====== Supplied data ======

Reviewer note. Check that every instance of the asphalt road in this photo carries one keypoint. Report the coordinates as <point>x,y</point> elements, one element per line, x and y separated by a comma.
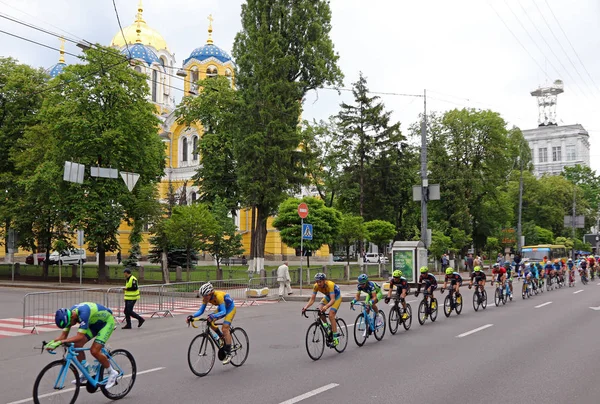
<point>525,354</point>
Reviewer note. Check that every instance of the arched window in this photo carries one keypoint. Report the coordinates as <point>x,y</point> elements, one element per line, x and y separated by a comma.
<point>184,149</point>
<point>154,84</point>
<point>195,148</point>
<point>211,71</point>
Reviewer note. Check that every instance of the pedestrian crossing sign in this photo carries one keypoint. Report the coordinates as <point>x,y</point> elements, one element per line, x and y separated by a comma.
<point>307,231</point>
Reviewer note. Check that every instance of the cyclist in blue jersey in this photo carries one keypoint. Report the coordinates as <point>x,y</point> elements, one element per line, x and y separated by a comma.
<point>94,320</point>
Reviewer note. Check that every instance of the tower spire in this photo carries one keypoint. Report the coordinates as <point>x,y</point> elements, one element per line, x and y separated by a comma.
<point>61,59</point>
<point>210,20</point>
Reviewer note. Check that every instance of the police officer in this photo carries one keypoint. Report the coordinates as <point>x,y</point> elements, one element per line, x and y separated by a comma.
<point>132,294</point>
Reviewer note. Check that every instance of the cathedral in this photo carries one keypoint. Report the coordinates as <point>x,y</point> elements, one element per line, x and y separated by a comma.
<point>142,43</point>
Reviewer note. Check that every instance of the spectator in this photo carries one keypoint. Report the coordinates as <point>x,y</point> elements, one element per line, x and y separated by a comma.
<point>283,277</point>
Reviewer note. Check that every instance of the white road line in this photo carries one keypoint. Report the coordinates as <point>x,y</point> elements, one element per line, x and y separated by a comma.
<point>474,331</point>
<point>307,395</point>
<point>73,388</point>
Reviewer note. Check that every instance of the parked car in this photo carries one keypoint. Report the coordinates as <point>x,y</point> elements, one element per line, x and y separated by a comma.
<point>68,257</point>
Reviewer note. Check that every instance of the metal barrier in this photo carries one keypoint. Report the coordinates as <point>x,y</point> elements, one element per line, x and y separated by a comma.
<point>39,307</point>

======

**The task**
Repeat every record above exactly, but drop the pictures.

**Solution for this problem**
Reviewer note. Check that every instance of the asphalt road in this photo carries one keypoint. Report the coordinates as <point>x,y</point> elements, one element per line, x and y separated by a comma.
<point>525,354</point>
Reviewer note. Check that every instance of the arched window in this photo carries one keypoint. Report the coordinates as <point>x,y</point> elements, one element per line, x and y separated by a comma.
<point>184,149</point>
<point>154,84</point>
<point>195,148</point>
<point>211,71</point>
Reviewer note. Check that every instance of the pedestrian crossing sign in this photo carries one keypoint. Report the coordinates as <point>x,y</point> elements, one element per line, x and y separated by a comma.
<point>307,231</point>
Reviewer note. Check that every instance of the cyclist in blue jersey in this photo carries one keypoint. Report the coordinates as <point>x,y</point> elements, one element per line, x and y separated by a comma.
<point>94,320</point>
Reviewer note. Check that every instance of the tower spire in this photo carries one keypoint. Report the coordinates as <point>x,y</point> elements, one element per line, x and y separated by a comma.
<point>61,59</point>
<point>210,20</point>
Reviewer note. Check that every instance of the police officer in this photo carries one keypoint. Report the coordinates as <point>x,y</point> elements, one element per line, x and y separated by a comma.
<point>132,294</point>
Reviewer note. Check that every instance of the cathedral in this photo carries one keypoint. Report the coordinates as <point>x,y</point> elements, one element per line, x and y separated by a comma.
<point>142,43</point>
Reviewer note. Check that every instance of the spectator in this photo carries one keypoint. Report the coordinates as <point>x,y</point> elements, one element per line, x and y separated by a comma.
<point>283,277</point>
Reviewer note. Check that every instance of the white road line in this photo carries one keypoint. Report the coordinates as <point>x,y</point> elements, one element per line, x and y separated by a comma.
<point>474,331</point>
<point>307,395</point>
<point>73,388</point>
Reviewer note. Check that every instance of the parked car in this photo carries one keypoint. Report the coordinates as <point>x,y</point> elements, one element per line, x and y separated by a comma.
<point>68,257</point>
Reviewer note. Check that every instance of the metal barrier in this photo carries one keypoint. Report the coordinates as <point>x,y</point> elements, one element per line, x and y separated by a comma.
<point>39,307</point>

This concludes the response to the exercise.